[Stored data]
+--

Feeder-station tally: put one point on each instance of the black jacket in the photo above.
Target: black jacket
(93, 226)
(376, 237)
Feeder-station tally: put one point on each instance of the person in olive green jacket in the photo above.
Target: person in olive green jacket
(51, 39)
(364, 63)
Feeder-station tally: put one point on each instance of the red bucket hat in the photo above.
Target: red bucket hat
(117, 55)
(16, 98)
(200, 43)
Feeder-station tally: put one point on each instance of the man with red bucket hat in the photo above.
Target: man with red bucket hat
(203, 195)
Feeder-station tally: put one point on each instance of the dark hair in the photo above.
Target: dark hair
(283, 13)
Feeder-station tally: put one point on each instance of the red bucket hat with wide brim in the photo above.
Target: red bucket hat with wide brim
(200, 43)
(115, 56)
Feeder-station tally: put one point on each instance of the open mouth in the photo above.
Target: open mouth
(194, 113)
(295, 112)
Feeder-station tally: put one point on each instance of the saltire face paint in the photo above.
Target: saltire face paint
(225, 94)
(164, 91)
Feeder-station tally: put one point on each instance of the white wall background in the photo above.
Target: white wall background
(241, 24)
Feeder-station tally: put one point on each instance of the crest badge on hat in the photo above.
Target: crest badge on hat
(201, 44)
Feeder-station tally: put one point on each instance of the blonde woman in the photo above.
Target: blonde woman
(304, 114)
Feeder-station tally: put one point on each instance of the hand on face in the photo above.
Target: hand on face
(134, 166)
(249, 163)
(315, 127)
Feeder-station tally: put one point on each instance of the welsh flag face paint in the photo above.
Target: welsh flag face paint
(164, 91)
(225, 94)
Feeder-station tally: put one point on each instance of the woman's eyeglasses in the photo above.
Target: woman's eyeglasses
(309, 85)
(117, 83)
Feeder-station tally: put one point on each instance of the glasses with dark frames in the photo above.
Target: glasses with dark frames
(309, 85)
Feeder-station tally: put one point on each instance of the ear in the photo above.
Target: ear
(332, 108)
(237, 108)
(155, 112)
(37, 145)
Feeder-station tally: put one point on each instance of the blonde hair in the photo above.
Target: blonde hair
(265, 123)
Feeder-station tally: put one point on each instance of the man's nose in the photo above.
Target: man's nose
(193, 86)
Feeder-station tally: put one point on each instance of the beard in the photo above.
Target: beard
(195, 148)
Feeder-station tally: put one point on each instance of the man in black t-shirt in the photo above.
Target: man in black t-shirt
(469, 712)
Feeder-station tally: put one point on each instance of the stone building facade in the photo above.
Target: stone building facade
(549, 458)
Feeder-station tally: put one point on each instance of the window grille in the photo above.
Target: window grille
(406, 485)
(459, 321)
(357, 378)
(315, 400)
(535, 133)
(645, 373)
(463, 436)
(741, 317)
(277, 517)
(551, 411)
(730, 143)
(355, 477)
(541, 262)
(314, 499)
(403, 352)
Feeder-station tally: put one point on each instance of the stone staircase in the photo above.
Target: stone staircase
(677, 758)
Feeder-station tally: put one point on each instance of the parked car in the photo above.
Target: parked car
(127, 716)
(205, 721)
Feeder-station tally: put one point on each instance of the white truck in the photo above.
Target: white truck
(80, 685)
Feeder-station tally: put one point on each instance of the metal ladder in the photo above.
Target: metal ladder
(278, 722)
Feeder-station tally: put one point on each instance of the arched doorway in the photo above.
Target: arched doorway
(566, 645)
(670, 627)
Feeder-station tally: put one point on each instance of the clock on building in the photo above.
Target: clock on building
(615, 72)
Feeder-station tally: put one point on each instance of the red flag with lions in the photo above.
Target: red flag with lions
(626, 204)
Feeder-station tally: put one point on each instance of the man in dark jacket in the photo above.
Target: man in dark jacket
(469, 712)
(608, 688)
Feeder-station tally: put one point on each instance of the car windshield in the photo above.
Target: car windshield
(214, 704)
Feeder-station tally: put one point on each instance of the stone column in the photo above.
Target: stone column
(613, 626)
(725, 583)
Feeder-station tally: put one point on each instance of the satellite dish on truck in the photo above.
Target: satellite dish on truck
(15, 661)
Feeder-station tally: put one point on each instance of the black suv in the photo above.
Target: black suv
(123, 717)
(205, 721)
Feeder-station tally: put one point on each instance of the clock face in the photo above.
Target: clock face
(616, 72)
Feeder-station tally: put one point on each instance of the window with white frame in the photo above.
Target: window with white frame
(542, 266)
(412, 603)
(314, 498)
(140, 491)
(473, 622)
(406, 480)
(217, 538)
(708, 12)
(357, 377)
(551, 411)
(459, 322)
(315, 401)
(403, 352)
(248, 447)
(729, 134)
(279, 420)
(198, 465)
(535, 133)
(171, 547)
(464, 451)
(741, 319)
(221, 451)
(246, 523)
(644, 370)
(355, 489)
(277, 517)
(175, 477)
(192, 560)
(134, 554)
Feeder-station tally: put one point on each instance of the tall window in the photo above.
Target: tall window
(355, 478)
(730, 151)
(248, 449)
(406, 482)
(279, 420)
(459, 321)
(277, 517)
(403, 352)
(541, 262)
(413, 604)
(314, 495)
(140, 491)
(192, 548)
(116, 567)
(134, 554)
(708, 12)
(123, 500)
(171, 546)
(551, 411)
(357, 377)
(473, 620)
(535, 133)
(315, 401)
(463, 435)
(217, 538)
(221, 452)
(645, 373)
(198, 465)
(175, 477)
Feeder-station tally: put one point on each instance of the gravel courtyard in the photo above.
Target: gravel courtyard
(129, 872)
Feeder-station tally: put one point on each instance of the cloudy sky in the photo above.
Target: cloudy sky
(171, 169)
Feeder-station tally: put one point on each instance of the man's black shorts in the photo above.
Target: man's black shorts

+--

** TASK TO CARRY OUT **
Reproduce the final stretch of the data above: every line from the one holding "suv in the photo above." through the end, inclusive, exactly as written and nothing else.

** SOLUTION TO THIS TASK **
Feeder-station tally: put one point on each instance of the black suv in the photo above.
Target: black suv
(123, 717)
(205, 721)
Feeder-station tally: put one point on each instance of the clock face in the photo above.
Target: clock face
(616, 72)
Feeder-station tally: put one point on each instance of the window with white frame in the photo above.
Target: window with white frame
(542, 266)
(412, 603)
(314, 498)
(140, 491)
(473, 622)
(406, 480)
(217, 538)
(708, 12)
(357, 377)
(551, 411)
(459, 322)
(315, 401)
(403, 352)
(248, 447)
(729, 134)
(279, 420)
(198, 465)
(535, 133)
(171, 547)
(464, 451)
(741, 319)
(221, 451)
(246, 523)
(644, 370)
(355, 489)
(277, 517)
(175, 477)
(192, 560)
(134, 554)
Feeder-station tally: put one point on each instance of the tall window in the photo above.
Target: tall window
(355, 478)
(730, 151)
(248, 449)
(406, 482)
(279, 420)
(459, 321)
(277, 517)
(403, 352)
(541, 262)
(413, 604)
(314, 495)
(140, 491)
(192, 548)
(116, 567)
(134, 554)
(708, 12)
(123, 500)
(171, 546)
(551, 411)
(357, 377)
(473, 620)
(535, 133)
(315, 401)
(463, 435)
(217, 538)
(221, 452)
(645, 373)
(198, 465)
(175, 477)
Feeder-station tally: put one point on each instance of the gravel courtyard in the photo above.
Target: gravel courtyard
(129, 872)
Feeder-station tally: put one point on each instance of the cloudy sky in the photo above.
Target: cloudy sky
(171, 169)
Feeder-station tally: put one point on each instance of the man's black shorts in the photo above.
Target: man's black shorts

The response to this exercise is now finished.